WHAT THE TASK REQUIRES:
Continue the Crop Mob article from the point where it stops.

SUPPLIED PASSAGE:
-*-*-

Mob a Crop at Crop Mob
by Brittany Grace
Have you ever mobbed a crop?
Think open land, organic farms, impromptu horticulture lessons, weeds as high as the Bank of America tower, and pot bellied pigs. Think philosophical conversation about chicken slaughtering. Think making friends while learning about ground tomatoes and tasting fresh, raw okra for the first time.
Crop Mob is primarily a “group of young, landless and wanna-be farmers” who meet up and converge on a farm to help it out with whatever may need to be done – weeding, harvesting, building greenhouses – that hasn’t been done because the farm only has so many hands. It also empowers the mobbers, farmers, and the community they have between them. Mob activity took hold 2 years ago in North Carolina; since then, it has been gaining momentum around the country.
What is spectacular about this is it has been completely grassroots: a few emails go out, some people voice their love for the group, more people sign up, more people mob a crop, farmer is happy, volunteers are fulfilled. Rinse, repeat.
Upon hearing about it this summer, I was intrigued and decided to sign up for one at Indian Ridge farm, about an hour north of Atlanta. Adrian and I got up early that morning to make our trip, which included a few U-turns, a spilled box of granola, one 360 degree, 20 minute trip, one gas station stop, and one run through the Kroger grocery store to find a clean bathroom.

-*-*-

MATERIAL SHOWN:
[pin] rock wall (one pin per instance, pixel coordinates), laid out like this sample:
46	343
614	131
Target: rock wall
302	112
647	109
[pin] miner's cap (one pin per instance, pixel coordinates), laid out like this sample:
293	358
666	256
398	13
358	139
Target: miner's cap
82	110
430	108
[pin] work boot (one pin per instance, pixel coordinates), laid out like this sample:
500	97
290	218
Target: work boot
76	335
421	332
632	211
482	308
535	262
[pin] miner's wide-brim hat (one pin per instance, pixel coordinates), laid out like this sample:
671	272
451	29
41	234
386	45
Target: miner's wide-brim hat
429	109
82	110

-*-*-

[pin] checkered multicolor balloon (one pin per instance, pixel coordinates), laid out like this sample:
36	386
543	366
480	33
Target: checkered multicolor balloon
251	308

-*-*-

TASK ANSWER:
We got there late and frantic, concerned that the other Mobbers would be put off by our lack of directional aptitude, but instead, everyone greeted us warmly, and we spent hours weeding crops and making new connections and friends. The culmination of the day included a picnic of fried catfish, hushpuppies and salad provided by Atlanta’s new farm-to-table darling, Miller Union. The convenience of disposable plates and utensils is shrugged off in favor of the environmentally conscious, bring-your-own-plate-and-utensils MO (although my new and industrious friend Alan never brings a literal plate. He just washes off his Frisbee and uses it instead).
We then hiked through the woods to a sunny spot of rushing river to cool off before heading back to the city. At the end of the day, physically bushed from the hard labor that comes from bending over a crop in the sweltering sun for hours, I felt good. There was salt on my lips from the boiled peanut purchase from a roadside stand visit on our way home. There was dirt beneath my fingernails from fervently pulling weeds. And there were a whole group of people who better understood what it takes to get the local, organic food they love.
At the next Crop Mob, I washed the petulant sleep from my eyes on an early Sunday morning to make the drive to Burge Organic Farm, a farm that holds a spot on the National Register of Historic Places and has been in the same family since 1809. I got to chat with Corey Mosser, the farm manager, about the sprawling place (900+ acres!), and he enthusiastically told us about the history of the land.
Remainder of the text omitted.